---- Text excerpt

I have a nested in clause like:

select respondent_id from respondent where respondent_id in (select
respondent_id from chat_session where project_id in (select project_id from
project where company_id = 4));

However, in this example, there is no column named respondent_id in the
chat_session table. But the query runs and, indeed, returns all of the rows
in respondent. Since this was then part of another nested in it deleted far
more that it was supposed to.

#2Tom Lane
tgl@sss.pgh.pa.us
In reply to: Scott Dunbar (#1)
Re: BUG #5898: Nested "in" clauses hide bad column names

"Scott Dunbar" <scott@xigole.com> writes:

I have a nested in clause like:

select respondent_id from respondent where respondent_id in (select
respondent_id from chat_session where project_id in (select project_id from
project where company_id = 4));

However, in this example, there is no column named respondent_id in the
chat_session table.

Probably there is one in respondent, though?  This behavior is not a bug
--- what you have there is an outer reference, and it is working exactly
as specified by the SQL standard.  Sub-selects would be a whole lot less
useful if they couldn't refer to variables of the outer query.

--------
---- Provided material

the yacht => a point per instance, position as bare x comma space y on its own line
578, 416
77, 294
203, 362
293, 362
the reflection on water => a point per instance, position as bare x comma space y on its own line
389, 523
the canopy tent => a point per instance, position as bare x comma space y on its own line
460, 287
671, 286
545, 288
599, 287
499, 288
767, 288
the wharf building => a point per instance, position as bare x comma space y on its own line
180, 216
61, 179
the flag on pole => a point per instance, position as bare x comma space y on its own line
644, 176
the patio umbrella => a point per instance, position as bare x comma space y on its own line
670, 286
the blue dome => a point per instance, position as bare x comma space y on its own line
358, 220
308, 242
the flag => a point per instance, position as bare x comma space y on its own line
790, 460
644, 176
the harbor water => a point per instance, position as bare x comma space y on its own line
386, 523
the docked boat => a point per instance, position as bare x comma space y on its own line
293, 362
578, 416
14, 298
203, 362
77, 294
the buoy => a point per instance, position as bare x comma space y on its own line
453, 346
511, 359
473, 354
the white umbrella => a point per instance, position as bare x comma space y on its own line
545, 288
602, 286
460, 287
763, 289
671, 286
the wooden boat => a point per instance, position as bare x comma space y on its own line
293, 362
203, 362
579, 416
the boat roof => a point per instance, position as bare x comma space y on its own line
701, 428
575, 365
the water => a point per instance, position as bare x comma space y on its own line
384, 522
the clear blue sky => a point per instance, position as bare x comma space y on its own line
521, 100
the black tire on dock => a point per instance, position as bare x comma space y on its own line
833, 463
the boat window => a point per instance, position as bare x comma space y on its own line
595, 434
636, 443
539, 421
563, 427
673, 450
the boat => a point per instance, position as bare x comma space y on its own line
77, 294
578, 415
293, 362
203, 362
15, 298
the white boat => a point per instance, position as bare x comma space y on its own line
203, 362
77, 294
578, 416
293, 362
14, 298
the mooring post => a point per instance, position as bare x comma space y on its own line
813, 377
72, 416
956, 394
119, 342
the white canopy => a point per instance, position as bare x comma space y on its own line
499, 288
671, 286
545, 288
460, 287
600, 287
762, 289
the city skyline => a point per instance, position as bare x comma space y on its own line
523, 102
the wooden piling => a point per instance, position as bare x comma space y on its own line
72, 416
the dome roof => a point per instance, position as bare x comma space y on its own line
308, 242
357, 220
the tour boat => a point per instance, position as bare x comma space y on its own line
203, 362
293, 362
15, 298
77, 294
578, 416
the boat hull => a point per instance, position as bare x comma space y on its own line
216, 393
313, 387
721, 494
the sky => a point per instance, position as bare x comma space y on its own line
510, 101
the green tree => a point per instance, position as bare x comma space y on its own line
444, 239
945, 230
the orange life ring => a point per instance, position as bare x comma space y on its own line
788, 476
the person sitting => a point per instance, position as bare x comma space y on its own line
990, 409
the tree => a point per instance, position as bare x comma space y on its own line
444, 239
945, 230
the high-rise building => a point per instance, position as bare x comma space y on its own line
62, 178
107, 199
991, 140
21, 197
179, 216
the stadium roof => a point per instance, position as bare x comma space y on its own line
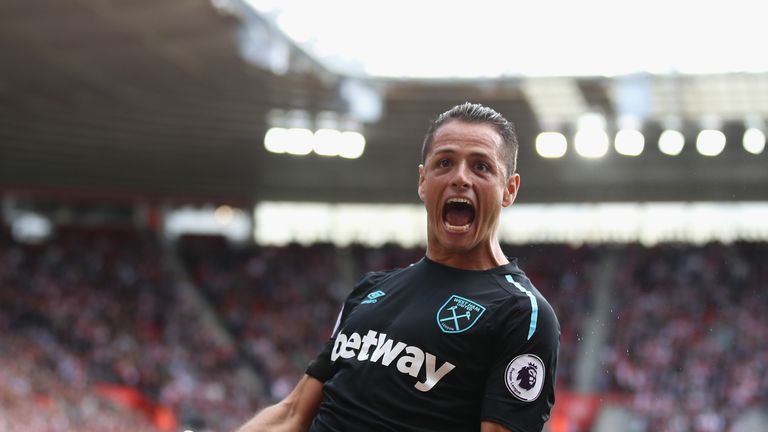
171, 99
491, 38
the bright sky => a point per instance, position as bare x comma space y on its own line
484, 38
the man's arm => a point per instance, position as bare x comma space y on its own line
294, 413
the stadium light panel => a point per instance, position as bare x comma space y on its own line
754, 140
300, 141
276, 139
710, 142
551, 145
224, 215
671, 142
352, 145
327, 142
629, 142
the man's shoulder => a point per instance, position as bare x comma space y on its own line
374, 278
524, 299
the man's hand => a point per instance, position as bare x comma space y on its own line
292, 414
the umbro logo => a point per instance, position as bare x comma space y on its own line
373, 297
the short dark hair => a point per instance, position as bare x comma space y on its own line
476, 113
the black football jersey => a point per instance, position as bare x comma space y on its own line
435, 348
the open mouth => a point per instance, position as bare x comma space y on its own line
458, 214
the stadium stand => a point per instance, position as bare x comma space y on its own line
95, 312
689, 344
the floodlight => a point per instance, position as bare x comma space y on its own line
276, 139
710, 142
754, 140
629, 142
352, 145
591, 143
671, 142
551, 144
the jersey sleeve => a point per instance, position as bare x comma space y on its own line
520, 385
320, 367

--------

Exercise prompt: Which tables does the SQL query in the forum thread above the listing draw on?

Output of the task: respondent, chat_session, project